§ PASSAGE SHOWN:
┏━━
4.10. Filter HTML/URIs That May Be Re-presented

One special case where cross-site malicious content must be prevented are web applications which are designed to accept HTML or XHTML from one user, and then send it on to other users (see Section 6.13 for more information on cross-site malicious content). The following subsections discuss filtering this specific kind of input, since handling it is such a common requirement.

4.10.1. Remove or Forbid Some HTML Data

It's safest to remove all possible (X)HTML tags so they cannot affect anything, and this is relatively easy to do. As noted above, you should already be identifying the list of legal characters, and rejecting or removing those characters that aren't in the list. In this filter, simply don't include the following characters in the list of legal characters: ``<'', ``>'', and ``&'' (and if they're used in attributes, the double-quote character ``"''). If browsers only operated according the HTML specifications, the ``>"'' wouldn't need to be removed, but in practice it must be removed. This is because some browsers assume that the author of the page really meant to put in an opening "<" and ``helpfully'' insert one - attackers can exploit this behavior and use the ">" to create an undesired "<".

Usually the character set for transmitting HTML is ISO-8859-1 (even when sending international text), so the filter should also omit most control characters (linefeed and tab are usually okay) and characters with their high-order bit set.

One problem with this approach is that it can really surprise users, especially those entering international text if all international text is quietly removed. If the invalid characters are quietly removed without warning, that data will be irrevocably lost and cannot be reconstructed later. One alternative is forbidding such characters and sending error messages back to users who attempt to use them. This at least warns users, but doesn't give them the functionality they were looking for. Other alternatives are encoding this data or validating this data, which are discussed next.
┗━━
§ SUPPLIED INFORMATION:
┏━━
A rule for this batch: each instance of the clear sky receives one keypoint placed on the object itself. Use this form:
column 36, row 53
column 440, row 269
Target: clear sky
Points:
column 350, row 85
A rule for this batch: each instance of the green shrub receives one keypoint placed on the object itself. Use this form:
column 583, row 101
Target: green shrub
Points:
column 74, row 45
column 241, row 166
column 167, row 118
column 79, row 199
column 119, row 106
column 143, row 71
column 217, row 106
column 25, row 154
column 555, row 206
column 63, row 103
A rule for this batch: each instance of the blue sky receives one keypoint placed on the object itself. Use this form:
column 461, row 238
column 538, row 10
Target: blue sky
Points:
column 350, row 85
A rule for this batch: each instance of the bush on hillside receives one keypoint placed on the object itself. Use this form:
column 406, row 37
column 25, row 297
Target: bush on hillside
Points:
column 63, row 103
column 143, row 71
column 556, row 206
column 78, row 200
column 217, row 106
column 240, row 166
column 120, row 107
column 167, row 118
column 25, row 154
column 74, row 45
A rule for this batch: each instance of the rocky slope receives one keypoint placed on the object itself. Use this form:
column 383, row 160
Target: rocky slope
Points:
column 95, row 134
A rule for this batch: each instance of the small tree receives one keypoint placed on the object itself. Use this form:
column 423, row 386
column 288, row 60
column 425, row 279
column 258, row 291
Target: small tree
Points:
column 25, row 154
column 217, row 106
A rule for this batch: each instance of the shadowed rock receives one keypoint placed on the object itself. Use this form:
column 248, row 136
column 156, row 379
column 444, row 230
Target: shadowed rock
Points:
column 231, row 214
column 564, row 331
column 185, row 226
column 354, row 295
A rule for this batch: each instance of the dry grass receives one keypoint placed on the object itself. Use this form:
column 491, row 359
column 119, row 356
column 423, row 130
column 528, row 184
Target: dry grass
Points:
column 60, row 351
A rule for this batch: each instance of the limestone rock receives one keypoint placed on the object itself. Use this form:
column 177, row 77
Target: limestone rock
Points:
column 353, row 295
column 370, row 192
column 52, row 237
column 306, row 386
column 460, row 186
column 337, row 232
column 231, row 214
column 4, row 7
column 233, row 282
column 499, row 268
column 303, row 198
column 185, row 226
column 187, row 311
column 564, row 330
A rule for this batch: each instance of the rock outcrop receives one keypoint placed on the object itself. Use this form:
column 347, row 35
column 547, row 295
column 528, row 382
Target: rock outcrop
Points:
┗━━
§ EXERCISE INSTRUCTIONS:
(1) In the passage on filtering HTML, what character set is usually used to send HTML?
(2) From the passage on filtering HTML, output everything from "One special case" down to "a common requirement.", copied word for word.
(3) Pick up the passage on filtering HTML after its last sentence and keep writing it.

§ THE ANSWERS:
(1) ISO-8859-1

(2)
One special case where cross-site malicious content must be prevented are web applications which are designed to accept HTML or XHTML from one user, and then send it on to other users (see Section 6.13 for more information on cross-site malicious content). The following subsections discuss filtering this specific kind of input, since handling it is such a common requirement.

(3)
4.10.2. Encoding HTML Data

An alternative that is nearly as safe is to transform the critical characters so they won't have their usual meaning in HTML. This can be done by translating all "<" into "&lt;", ">" into "&gt;", and "&" into "&amp;". Arbitrary international characters can be encoded in Latin-1 using the format "&#value;" - do not forget the ending semicolon. Encoding the international characters means you must know what the input encoding was, of course.

One possible danger here is that if these encodings are accidentally interpreted twice, they will become a vulnerability. However, this approach at least permits later users to see the "intent" of the input.

4.10.3. Validating HTML Data

Some applications, to work at all, must accept HTML from third parties and send them on to their users. Beware - you are treading dangerous ground at this point; be sure that you really want to do this. Even the idea of accepting HTML from arbitrary places is controversial among some security practitioners, because it is extremely difficult to get it right.

However, if your application must accept HTML, and you believe that it's worth the risk, at least identify a list of ``safe'' HTML commands and only permit those commands.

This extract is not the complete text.